OPDRACHTEN =
1. Welk ministerie heeft volgens de leestekst het rapport naar eiseres verzonden?
2. Schrijf het gedeelte van de leestekst van "Conclusie en gevolgen" tot en met "bestaat geen aanleiding." letterlijk over.

9. Voor zover het bezwaar moet worden aangemerkt als prematuur bezwaar [5] heeft eiseres naar het oordeel van de rechtbank niet redelijkerwijs kunnen menen dat al een besluit tot stand was gekomen. Uit de e-mail van het ministerie van Sociale Zaken en Werkgelegenheid van 2 november 2021, waarbij het rapport naar eiseres is verzonden blijkt namelijk dat het Uwv op basis van dit rapport een besluit ging nemen over de definitieve tegemoetkoming.
10. Het voorgaande betekent dat het bezwaarschrift van 21 maart 2022 niet kan worden aangemerkt als een aanvulling op een bezwaar gericht tegen het besluit van 2 december 2021.

Conclusie en gevolgen

11. Het bezwaar van 21 maart 2022 is daarom terecht niet-ontvankelijk verklaard. Het beroep is daarom ongegrond. Dat betekent dat het bestreden besluit in stand blijft. Voor een proceskostenveroordeling bestaat geen aanleiding.

GEGEVENSLIJST =
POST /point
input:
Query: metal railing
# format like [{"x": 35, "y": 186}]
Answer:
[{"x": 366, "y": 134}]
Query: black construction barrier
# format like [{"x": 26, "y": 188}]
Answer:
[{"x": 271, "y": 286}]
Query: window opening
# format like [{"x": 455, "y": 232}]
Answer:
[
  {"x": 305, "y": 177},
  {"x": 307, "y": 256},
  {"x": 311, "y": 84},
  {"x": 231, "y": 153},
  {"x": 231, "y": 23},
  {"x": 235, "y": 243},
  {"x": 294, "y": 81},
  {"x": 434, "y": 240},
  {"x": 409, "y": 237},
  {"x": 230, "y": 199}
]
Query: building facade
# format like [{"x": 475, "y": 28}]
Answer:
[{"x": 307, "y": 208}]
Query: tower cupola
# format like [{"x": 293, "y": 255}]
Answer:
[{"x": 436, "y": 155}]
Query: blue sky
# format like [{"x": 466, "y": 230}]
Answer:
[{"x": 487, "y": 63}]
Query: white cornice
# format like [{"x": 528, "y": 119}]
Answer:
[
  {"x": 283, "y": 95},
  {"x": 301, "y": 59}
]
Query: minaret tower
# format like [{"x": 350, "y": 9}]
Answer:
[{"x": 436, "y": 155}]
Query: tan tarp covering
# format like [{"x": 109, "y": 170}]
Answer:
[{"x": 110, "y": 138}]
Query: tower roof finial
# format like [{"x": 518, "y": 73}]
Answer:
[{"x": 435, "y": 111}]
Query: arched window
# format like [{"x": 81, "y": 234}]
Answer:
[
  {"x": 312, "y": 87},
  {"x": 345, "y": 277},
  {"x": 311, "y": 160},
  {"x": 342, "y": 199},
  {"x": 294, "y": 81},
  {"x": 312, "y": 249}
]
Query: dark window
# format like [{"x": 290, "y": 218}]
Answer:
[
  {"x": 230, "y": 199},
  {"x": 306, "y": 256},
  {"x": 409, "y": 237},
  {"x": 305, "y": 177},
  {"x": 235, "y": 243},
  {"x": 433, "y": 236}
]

VOLLEDIGE ANTWOORDEN =
1. Het ministerie van Sociale Zaken en Werkgelegenheid.

2.
Conclusie en gevolgen

11. Het bezwaar van 21 maart 2022 is daarom terecht niet-ontvankelijk verklaard. Het beroep is daarom ongegrond. Dat betekent dat het bestreden besluit in stand blijft. Voor een proceskostenveroordeling bestaat geen aanleiding.